[Location identification items]
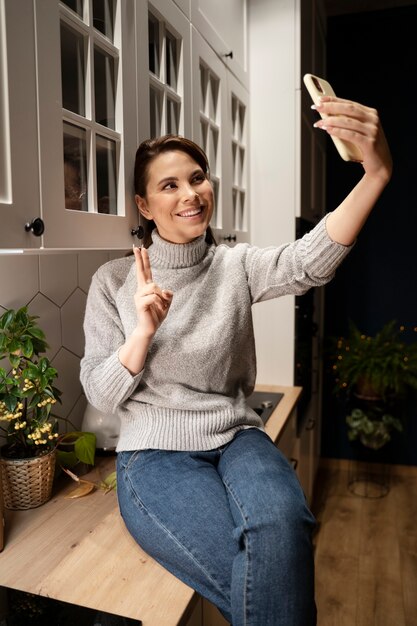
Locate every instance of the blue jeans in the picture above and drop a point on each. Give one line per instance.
(232, 523)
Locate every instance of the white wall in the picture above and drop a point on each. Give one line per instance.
(55, 286)
(273, 63)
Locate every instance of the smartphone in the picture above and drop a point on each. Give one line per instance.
(317, 87)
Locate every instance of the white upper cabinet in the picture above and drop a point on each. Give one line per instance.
(164, 69)
(220, 126)
(83, 82)
(19, 168)
(87, 122)
(224, 26)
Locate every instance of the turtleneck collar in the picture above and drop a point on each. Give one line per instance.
(164, 254)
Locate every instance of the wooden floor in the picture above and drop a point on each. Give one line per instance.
(366, 550)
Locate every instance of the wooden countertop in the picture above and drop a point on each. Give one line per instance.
(79, 551)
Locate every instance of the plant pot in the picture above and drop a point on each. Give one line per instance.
(27, 483)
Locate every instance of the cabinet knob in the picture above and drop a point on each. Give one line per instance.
(36, 227)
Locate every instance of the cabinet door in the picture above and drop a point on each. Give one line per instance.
(165, 75)
(87, 122)
(237, 161)
(19, 170)
(224, 26)
(220, 126)
(312, 199)
(210, 126)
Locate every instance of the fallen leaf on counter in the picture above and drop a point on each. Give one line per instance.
(84, 487)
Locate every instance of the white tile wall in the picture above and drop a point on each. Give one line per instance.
(55, 286)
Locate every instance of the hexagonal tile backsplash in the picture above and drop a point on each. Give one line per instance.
(55, 286)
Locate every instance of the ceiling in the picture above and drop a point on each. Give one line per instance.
(340, 7)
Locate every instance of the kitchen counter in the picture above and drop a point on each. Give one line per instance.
(79, 551)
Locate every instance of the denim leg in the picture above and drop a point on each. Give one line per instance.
(273, 572)
(176, 507)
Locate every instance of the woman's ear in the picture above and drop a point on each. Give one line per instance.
(143, 207)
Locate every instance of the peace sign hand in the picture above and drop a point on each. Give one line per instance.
(152, 303)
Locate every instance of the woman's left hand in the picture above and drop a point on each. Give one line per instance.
(360, 125)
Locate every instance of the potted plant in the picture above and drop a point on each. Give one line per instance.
(374, 372)
(380, 367)
(27, 398)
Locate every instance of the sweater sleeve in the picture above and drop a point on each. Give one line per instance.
(293, 268)
(106, 382)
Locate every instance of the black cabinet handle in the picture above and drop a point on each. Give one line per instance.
(311, 423)
(139, 232)
(36, 227)
(294, 463)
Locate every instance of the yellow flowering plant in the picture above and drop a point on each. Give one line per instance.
(383, 365)
(28, 394)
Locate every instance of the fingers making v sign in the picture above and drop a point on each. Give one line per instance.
(152, 303)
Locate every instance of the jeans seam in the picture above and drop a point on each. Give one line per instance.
(174, 538)
(247, 551)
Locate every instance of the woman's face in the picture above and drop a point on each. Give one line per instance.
(179, 197)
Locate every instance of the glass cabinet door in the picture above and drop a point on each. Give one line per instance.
(87, 122)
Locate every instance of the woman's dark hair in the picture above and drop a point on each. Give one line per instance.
(147, 152)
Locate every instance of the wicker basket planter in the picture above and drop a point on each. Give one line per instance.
(27, 483)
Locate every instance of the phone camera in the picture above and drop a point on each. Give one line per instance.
(317, 84)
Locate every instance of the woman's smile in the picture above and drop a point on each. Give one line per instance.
(179, 197)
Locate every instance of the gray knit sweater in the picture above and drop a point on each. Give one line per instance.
(201, 364)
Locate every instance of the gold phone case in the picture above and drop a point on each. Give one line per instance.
(317, 87)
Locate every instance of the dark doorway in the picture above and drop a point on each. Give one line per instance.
(372, 58)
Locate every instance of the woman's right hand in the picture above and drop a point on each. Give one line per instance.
(152, 303)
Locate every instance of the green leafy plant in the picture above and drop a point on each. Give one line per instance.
(28, 395)
(380, 366)
(372, 431)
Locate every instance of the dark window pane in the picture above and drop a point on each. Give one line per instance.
(173, 117)
(153, 36)
(104, 88)
(72, 71)
(156, 112)
(106, 176)
(75, 168)
(75, 5)
(103, 17)
(171, 61)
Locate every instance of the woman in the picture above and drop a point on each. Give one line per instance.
(170, 347)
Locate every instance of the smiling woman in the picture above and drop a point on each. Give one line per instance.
(176, 194)
(170, 348)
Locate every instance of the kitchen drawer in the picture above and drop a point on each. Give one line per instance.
(287, 438)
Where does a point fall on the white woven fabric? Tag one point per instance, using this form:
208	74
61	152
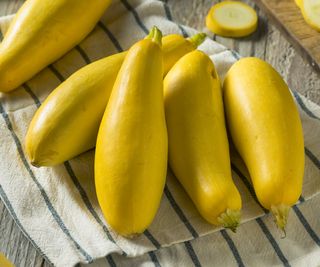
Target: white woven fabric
57	208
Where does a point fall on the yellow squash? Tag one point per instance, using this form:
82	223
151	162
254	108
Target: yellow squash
67	123
198	144
41	32
131	150
265	127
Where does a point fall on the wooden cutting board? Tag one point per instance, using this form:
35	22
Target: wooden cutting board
287	16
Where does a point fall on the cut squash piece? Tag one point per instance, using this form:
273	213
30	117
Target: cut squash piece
232	19
311	13
298	3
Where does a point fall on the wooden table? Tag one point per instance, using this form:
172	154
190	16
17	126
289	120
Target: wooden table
267	43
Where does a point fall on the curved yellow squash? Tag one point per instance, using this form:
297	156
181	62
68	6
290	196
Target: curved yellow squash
131	150
198	144
41	32
266	129
67	123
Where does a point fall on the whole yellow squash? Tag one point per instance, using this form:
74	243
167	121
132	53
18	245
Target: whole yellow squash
67	123
131	151
41	32
198	143
266	129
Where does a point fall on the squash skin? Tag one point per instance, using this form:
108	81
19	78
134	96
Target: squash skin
131	150
198	144
266	129
41	32
67	122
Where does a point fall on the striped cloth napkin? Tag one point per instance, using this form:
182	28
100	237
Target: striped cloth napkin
56	208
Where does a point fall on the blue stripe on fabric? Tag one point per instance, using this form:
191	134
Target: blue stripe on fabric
304	107
232	247
72	175
299	214
41	189
306	225
136	16
166	190
152	239
83	54
312	157
179	212
111	261
32	95
154	259
111	36
259	221
86	200
273	242
169	16
17	221
192	254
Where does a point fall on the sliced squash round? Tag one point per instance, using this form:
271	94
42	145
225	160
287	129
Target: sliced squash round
232	19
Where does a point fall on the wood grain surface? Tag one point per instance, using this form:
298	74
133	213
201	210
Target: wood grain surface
267	43
288	17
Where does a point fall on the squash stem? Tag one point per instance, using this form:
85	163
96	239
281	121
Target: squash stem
155	35
230	219
280	213
197	39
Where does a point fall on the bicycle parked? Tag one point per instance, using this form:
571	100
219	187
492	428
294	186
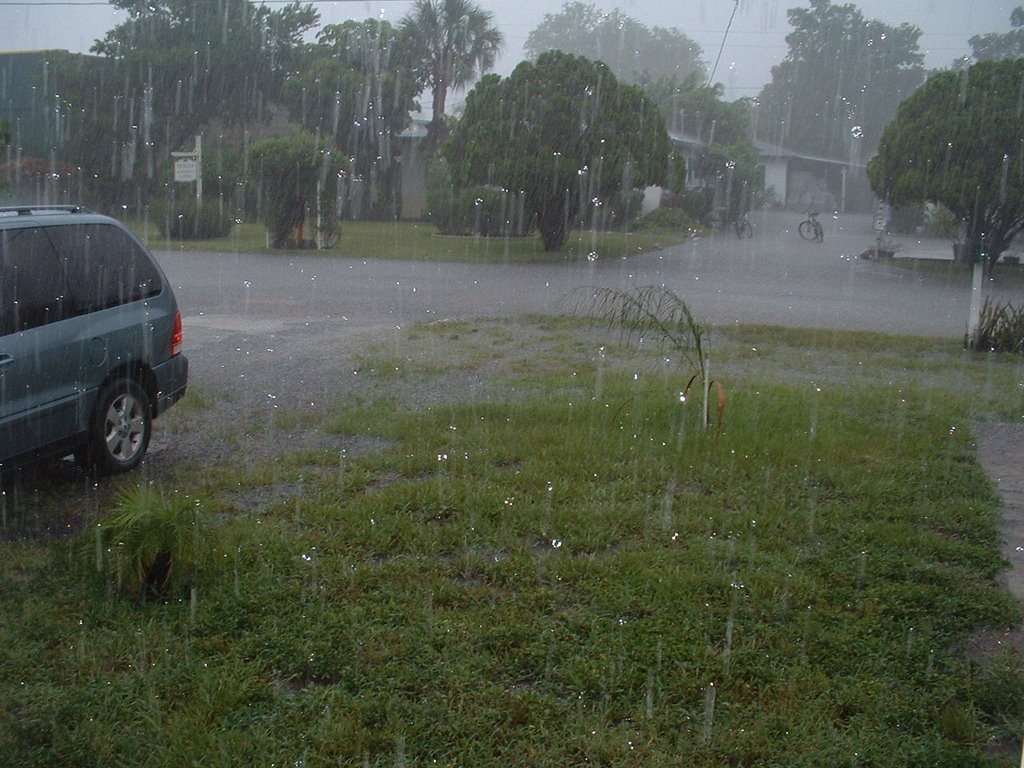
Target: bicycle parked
743	227
810	228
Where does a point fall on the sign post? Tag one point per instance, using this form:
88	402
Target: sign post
188	168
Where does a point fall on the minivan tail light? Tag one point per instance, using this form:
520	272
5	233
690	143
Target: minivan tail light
177	337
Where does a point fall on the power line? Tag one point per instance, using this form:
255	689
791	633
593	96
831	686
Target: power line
735	7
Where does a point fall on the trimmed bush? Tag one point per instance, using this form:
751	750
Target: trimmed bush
480	211
668	218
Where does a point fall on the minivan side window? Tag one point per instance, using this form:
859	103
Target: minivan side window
32	281
105	266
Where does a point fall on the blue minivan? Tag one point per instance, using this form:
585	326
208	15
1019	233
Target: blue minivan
90	339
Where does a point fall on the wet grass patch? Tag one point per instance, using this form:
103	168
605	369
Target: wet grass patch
565	570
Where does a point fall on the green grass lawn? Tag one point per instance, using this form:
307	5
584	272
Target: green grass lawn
564	569
411	240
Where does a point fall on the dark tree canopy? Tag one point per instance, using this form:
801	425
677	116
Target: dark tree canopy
164	75
633	52
560	131
958	140
841	82
356	91
1007	45
292	169
450	42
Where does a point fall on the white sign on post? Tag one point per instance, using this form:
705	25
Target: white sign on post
185	169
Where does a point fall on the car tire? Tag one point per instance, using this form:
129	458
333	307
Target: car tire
119	430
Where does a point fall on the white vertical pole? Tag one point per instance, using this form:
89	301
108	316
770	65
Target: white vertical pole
974	316
199	170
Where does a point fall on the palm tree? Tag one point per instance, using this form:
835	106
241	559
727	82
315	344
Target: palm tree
451	41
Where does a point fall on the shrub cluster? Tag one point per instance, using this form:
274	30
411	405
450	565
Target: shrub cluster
1000	329
185	219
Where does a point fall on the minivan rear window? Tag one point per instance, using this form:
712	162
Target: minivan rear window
32	281
105	266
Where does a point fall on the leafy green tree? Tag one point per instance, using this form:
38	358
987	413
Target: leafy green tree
633	52
841	82
357	91
293	171
451	41
166	73
562	132
958	141
1007	45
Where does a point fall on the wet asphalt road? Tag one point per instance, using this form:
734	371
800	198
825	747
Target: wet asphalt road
285	322
774	278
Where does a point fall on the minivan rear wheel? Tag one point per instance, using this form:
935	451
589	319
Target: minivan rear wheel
120	429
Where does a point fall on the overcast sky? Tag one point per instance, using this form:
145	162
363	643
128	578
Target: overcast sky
755	41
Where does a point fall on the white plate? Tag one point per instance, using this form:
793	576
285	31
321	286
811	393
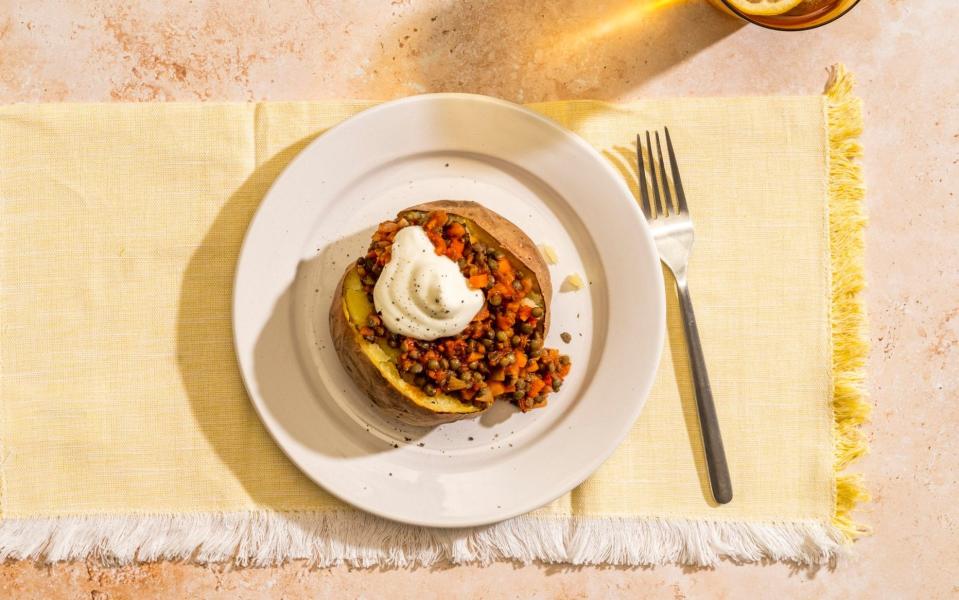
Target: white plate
318	217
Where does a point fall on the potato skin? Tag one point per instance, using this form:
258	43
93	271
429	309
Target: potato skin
348	342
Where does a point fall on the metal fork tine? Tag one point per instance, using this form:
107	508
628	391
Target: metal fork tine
648	209
661	205
667	195
677	181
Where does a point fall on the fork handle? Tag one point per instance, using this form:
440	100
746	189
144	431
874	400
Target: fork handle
708	423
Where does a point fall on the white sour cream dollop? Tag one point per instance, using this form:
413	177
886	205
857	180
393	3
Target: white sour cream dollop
421	294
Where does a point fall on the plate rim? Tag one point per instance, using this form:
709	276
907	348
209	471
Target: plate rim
660	333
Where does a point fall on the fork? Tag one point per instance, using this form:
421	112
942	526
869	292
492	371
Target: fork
673	232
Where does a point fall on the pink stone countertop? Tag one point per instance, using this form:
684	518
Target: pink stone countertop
903	54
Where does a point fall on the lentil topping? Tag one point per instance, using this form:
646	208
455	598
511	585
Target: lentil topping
500	354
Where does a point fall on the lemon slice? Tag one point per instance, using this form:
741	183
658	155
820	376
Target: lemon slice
765	8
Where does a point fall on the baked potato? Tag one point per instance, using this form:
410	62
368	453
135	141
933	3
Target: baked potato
500	352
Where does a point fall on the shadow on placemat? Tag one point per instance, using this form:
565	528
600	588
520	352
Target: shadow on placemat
205	355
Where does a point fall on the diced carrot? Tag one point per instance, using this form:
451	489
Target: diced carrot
521	359
478	282
455	230
535	387
455	250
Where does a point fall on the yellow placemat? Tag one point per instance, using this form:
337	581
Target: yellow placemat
126	430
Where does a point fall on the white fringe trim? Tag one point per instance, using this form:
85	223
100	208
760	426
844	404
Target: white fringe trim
324	539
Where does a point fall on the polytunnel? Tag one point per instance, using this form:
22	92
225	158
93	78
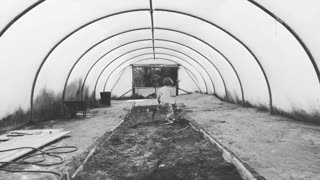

# [SET TASK]
Rewrite the records above as a numbered list, starting at the line that contains "Where does a point fall on the diced" and ending at the end of the records, with both ends included and blank lines left out. Leave the pictures out of the answer.

# [COMPLETED EXERCISE]
1. Where does a point fall on the diced carrot? Tag one point per instance, using this form:
2. 451	489
3. Target: diced carrot
4. 521	359
5. 478	282
6. 455	230
7. 535	387
8. 455	250
9. Where does a point fall on the yellow placemat? Tag one point per instance, using this form:
10. 337	581
11. Target: yellow placemat
12. 126	430
13. Where does a point fall on the white fringe trim? Tag one point per instance, using this form:
14. 85	223
15. 100	208
16. 760	426
17. 844	404
18. Target: white fringe trim
19. 324	539
20. Where does a point fall on the polytunnel? Tag one point per instance, using this form:
21. 22	92
22. 225	158
23. 93	78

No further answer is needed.